Data to examine:

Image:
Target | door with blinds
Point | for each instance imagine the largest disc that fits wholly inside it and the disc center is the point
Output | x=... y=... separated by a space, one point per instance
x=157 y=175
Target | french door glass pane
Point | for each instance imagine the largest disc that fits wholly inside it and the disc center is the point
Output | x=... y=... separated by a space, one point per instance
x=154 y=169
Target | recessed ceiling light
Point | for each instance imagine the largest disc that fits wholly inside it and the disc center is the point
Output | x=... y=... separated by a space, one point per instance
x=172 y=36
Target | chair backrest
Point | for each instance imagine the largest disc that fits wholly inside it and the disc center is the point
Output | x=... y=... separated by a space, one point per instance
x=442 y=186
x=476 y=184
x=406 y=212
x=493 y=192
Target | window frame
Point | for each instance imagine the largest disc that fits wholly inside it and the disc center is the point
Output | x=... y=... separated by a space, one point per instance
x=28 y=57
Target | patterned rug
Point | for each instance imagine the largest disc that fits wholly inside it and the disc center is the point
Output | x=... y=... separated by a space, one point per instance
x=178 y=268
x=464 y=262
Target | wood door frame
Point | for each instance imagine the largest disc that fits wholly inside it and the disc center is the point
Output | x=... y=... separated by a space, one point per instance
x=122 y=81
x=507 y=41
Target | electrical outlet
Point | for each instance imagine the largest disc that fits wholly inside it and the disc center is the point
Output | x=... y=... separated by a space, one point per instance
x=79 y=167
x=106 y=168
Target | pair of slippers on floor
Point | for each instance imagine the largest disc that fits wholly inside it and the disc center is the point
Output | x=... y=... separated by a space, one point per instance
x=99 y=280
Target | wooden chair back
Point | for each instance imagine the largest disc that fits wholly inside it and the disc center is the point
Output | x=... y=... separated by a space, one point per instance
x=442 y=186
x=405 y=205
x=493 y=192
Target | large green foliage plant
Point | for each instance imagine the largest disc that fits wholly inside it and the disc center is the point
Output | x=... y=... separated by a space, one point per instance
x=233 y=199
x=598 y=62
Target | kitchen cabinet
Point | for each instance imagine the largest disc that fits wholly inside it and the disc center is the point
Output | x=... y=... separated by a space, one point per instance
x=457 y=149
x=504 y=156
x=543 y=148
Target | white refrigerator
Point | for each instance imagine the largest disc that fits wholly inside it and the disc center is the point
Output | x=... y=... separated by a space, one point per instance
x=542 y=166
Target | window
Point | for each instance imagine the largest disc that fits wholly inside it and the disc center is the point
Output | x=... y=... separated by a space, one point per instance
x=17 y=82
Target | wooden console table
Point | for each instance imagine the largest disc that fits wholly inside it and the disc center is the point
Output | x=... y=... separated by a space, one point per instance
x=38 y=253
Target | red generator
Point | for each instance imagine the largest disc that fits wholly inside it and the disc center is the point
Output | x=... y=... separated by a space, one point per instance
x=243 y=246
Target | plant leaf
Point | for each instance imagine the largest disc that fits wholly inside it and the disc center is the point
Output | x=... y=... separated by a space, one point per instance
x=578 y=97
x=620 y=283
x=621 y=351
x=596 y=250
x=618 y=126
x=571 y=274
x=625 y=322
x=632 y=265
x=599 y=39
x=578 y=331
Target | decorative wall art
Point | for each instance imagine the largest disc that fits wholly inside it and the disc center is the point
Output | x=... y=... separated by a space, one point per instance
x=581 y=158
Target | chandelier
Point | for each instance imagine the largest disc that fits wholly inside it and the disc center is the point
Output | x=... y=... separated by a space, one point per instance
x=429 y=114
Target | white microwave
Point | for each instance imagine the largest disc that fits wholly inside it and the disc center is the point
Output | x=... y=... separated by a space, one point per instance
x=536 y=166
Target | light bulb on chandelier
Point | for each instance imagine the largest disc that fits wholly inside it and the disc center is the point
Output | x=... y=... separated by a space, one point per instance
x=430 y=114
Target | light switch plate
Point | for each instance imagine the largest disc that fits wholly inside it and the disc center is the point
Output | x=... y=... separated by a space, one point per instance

To do:
Copy all the entries verbatim.

Exercise solution:
Image:
Target | door with blinds
Point | for each instance imagine the largest disc that fits wholly inside it and the disc center is the point
Output | x=... y=... separated by a space, one point per instance
x=157 y=175
Target | french door glass pane
Point | for each instance imagine the largest disc that fits wholly inside it and the disc center is the point
Output | x=... y=... separated by a space, one point per instance
x=154 y=169
Target | recessed ceiling light
Point | for each instance imagine the largest disc that fits wholly inside it and the disc center is the point
Output | x=... y=... separated by a space, one point per instance
x=172 y=36
Target | chair backrest
Point | for each instance imagine the largest disc that fits wholly inside it and the disc center is the point
Output | x=... y=... separated by a space, one point per instance
x=442 y=186
x=476 y=184
x=406 y=212
x=493 y=192
Target | window frame
Point | for each instance imagine the largest disc that fits wholly inside it and the disc center is the point
Output | x=... y=... separated by a space, one point per instance
x=28 y=57
Target | patterned rug
Point | for each instance imagine the largest disc that fits wholly inside it and the disc center is the point
Output | x=... y=... separated by a space, one point per instance
x=178 y=268
x=464 y=262
Target | wood door frame
Point | for each instance imagine the largest disc that fits wholly inside it and the disc center is the point
Output | x=... y=... separated by a space, one point per instance
x=122 y=81
x=507 y=41
Target | electrical outlet
Point | for each instance imagine the largest disc that fits wholly inside it and the disc center is the point
Output | x=... y=... separated by a space, one point per instance
x=79 y=167
x=106 y=168
Target | pair of slippers on floor
Point | for each instance imagine the largest disc that fits wholly inside it and the disc center is the point
Output | x=... y=... separated by a space, one point per instance
x=99 y=280
Target | wooden chair back
Point | for each instance imagine the largest disc that fits wholly inside it and the disc center is the point
Output | x=... y=... separated by a space, one point per instance
x=442 y=186
x=405 y=205
x=493 y=192
Target | large green foliage plant
Point | for each instance imagine the largest disc that fits wholly inside it and the disc center is the point
Output | x=... y=... separated by a space, one point per instance
x=233 y=199
x=598 y=62
Target | kitchen cabinet
Point | for each instance imagine the largest disc that fits wholly inside it and the disc center is the point
Output | x=... y=... separated by a space, one point per instance
x=457 y=149
x=504 y=156
x=543 y=148
Target | white refrigerator
Point | for each instance imagine the largest disc that fits wholly inside it and the disc center is the point
Output | x=... y=... separated by a space, one point per instance
x=542 y=166
Target | window
Point | for each instance imagine the largest disc that fits wholly inside it and the disc center is the point
Output | x=... y=... separated by a space, one point per instance
x=17 y=82
Target | wooden console table
Point | for each instance imagine the largest disc that fits wholly inside it and the disc center is the point
Output | x=... y=... separated by a space, one point per instance
x=38 y=253
Target | red generator
Point | for each instance imagine the largest disc that fits wholly inside it and the disc center is the point
Output | x=... y=... separated by a space, one point per instance
x=243 y=246
Target | plant leaf
Point | for each instance imagine the largest disc that fits wholly inside it and the disc center is the point
Output | x=... y=... separated by a space, one point per instance
x=578 y=97
x=620 y=283
x=621 y=351
x=596 y=250
x=618 y=126
x=571 y=274
x=625 y=322
x=632 y=265
x=599 y=39
x=578 y=331
Target | decorative wall art
Point | for each instance imagine the largest disc that fits wholly inside it and the disc center is the point
Output | x=... y=... separated by a space, one point per instance
x=581 y=158
Target | chandelier
Point | for each instance imagine the largest disc that fits wholly inside it and the disc center is the point
Output | x=... y=... separated by a space, one point per instance
x=429 y=114
Target | white microwave
Point | for each instance imagine the largest disc that fits wholly inside it and the disc center is the point
Output | x=... y=... separated by a space, one point per instance
x=536 y=166
Target | light bulb on chandelier
Point | for each instance imagine the largest disc that fits wholly inside it and the disc center is the point
Output | x=... y=... separated by a space, one point per instance
x=430 y=114
Target | light switch plate
Point | for each instance imagine the largest disc that fits wholly inside it and the disc center is the point
Output | x=... y=... separated by a space, one point per instance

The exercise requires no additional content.